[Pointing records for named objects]
···

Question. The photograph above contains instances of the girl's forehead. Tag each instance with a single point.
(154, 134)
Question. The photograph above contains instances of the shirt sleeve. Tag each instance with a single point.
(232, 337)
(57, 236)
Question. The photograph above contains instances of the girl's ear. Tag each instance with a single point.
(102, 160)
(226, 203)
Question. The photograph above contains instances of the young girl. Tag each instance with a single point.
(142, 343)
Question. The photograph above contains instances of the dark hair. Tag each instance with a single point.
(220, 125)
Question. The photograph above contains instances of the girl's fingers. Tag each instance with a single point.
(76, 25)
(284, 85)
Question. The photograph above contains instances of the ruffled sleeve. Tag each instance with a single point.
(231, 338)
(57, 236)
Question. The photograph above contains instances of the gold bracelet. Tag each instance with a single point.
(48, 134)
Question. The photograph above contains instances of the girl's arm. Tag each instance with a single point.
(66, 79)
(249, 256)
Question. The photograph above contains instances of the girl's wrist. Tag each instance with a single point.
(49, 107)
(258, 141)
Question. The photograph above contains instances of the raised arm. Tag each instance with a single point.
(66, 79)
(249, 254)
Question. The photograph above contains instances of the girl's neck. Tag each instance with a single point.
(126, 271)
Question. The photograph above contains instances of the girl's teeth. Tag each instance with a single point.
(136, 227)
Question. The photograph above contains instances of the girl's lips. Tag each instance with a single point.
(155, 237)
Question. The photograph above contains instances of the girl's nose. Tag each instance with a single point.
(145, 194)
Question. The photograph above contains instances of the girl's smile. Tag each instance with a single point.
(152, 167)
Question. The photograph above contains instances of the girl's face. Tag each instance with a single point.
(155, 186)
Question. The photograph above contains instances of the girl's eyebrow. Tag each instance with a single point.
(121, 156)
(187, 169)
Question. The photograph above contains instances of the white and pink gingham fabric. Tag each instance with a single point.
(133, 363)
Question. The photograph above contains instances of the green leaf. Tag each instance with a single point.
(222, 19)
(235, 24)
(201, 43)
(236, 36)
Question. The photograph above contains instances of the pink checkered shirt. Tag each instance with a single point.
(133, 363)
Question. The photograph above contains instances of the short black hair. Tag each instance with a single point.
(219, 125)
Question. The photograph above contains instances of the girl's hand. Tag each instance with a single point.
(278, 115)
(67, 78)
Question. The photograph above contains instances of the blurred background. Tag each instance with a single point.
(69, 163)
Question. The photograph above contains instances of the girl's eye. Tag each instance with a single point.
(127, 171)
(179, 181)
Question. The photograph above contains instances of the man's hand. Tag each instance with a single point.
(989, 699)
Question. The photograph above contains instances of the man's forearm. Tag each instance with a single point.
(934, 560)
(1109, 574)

···

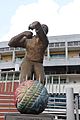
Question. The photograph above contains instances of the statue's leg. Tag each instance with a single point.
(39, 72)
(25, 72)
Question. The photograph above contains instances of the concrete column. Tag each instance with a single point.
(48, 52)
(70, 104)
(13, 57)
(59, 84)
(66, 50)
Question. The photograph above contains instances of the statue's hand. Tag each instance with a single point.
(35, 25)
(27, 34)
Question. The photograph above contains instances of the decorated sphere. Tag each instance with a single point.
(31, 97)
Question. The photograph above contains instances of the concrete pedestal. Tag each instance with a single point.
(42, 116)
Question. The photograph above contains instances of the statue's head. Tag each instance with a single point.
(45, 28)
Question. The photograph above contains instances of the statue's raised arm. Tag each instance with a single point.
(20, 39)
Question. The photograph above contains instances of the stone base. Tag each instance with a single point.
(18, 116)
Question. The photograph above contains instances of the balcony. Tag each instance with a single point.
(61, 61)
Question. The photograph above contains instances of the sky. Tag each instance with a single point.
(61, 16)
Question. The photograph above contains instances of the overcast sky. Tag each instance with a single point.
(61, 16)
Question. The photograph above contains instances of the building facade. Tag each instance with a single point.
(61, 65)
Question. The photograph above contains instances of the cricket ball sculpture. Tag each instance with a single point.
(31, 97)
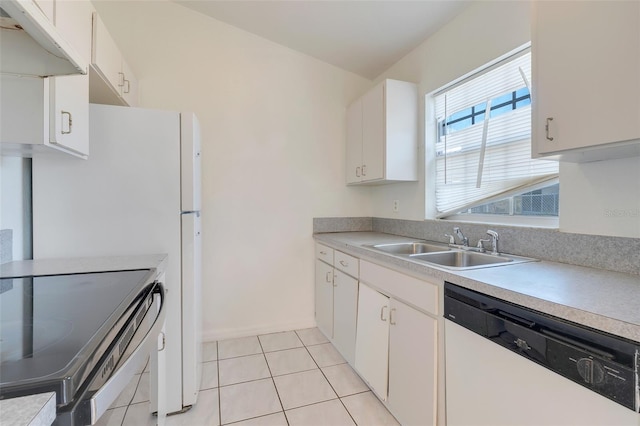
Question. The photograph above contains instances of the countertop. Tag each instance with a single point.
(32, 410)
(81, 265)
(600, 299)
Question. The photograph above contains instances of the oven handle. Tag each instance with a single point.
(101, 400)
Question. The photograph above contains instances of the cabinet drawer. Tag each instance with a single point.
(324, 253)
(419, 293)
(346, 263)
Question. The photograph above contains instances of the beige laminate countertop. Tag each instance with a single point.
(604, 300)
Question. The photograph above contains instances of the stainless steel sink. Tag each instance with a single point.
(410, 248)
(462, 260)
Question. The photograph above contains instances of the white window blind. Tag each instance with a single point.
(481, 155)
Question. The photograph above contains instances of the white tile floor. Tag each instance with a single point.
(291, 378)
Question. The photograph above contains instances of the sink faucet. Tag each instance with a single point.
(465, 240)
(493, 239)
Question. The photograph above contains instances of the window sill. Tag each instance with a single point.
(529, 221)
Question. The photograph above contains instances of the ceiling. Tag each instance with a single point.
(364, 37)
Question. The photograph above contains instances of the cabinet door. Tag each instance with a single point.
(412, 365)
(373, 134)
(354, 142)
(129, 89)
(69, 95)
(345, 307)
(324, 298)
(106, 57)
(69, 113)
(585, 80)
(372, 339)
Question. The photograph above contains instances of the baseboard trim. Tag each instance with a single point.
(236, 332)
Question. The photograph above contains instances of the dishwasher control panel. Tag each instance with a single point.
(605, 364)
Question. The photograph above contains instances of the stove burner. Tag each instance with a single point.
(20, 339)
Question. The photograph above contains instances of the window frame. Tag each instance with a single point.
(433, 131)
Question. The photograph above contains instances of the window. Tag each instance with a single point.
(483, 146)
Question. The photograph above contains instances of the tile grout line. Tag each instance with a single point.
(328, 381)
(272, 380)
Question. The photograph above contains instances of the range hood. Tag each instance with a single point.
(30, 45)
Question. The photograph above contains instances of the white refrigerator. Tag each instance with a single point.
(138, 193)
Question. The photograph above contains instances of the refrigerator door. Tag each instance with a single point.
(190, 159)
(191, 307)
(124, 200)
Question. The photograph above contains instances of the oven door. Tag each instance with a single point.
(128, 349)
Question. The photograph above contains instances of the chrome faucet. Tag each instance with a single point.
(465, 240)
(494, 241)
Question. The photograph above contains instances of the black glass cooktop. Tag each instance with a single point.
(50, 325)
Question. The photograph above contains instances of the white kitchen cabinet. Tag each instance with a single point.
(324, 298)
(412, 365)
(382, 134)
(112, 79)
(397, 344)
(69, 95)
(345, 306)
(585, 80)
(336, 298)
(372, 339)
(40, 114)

···

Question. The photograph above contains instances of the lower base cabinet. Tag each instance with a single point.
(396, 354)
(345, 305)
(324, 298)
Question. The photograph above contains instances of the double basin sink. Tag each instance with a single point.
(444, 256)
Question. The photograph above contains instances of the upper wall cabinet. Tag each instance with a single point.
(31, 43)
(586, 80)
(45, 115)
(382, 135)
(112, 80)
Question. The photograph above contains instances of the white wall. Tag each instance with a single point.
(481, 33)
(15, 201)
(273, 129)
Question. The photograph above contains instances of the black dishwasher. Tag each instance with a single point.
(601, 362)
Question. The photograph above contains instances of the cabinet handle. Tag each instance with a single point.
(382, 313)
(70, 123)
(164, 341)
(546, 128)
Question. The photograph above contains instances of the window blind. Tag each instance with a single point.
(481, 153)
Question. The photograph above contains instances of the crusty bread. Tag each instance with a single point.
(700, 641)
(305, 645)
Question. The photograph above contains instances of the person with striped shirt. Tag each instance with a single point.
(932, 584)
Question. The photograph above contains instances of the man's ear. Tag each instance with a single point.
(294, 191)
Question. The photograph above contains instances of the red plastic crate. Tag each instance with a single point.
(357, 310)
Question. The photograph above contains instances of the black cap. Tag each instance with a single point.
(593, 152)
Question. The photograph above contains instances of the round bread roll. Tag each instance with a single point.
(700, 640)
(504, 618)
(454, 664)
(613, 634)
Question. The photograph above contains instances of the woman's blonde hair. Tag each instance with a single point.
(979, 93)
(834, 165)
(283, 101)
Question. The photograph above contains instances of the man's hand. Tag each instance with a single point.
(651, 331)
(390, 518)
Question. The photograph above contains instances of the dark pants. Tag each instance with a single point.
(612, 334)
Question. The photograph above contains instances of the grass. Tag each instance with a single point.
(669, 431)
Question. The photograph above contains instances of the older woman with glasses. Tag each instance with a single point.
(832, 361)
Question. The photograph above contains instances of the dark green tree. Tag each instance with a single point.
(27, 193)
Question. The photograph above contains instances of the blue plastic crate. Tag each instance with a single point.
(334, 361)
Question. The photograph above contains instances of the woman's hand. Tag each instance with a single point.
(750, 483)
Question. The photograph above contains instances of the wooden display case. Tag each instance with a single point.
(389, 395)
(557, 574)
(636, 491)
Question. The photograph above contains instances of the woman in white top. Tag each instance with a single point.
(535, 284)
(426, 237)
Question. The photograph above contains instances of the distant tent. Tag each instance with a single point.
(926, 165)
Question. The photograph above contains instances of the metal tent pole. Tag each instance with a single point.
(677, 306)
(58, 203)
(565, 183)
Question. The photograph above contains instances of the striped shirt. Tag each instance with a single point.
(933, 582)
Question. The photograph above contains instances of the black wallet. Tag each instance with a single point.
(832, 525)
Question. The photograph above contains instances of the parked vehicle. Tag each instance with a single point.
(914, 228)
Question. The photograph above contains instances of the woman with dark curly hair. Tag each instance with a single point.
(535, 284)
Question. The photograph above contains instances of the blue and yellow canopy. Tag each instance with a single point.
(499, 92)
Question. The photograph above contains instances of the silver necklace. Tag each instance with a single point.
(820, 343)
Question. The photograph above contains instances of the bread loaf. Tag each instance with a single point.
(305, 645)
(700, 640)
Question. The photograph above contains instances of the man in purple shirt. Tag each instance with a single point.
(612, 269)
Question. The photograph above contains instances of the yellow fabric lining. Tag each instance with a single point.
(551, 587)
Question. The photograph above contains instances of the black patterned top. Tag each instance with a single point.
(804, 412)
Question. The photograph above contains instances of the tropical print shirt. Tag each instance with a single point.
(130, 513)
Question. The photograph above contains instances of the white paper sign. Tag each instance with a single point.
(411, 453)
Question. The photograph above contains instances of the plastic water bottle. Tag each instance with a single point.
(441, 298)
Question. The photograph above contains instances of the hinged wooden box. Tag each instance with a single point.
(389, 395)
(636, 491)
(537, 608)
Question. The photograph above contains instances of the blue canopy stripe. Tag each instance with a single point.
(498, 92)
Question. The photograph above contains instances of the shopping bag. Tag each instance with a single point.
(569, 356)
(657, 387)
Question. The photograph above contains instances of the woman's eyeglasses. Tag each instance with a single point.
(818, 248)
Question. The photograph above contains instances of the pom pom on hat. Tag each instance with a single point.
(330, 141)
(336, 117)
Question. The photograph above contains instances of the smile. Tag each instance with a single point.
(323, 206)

···

Goal: Pull out each line of the data above that contains the word "raised", and copy every such line in full.

Complete output:
Question. The photograph above contains instances of the raised arm. Tag each instance with a single point.
Question. The photograph above contains instances of the statue's raised arm. Tag each instance with a single point.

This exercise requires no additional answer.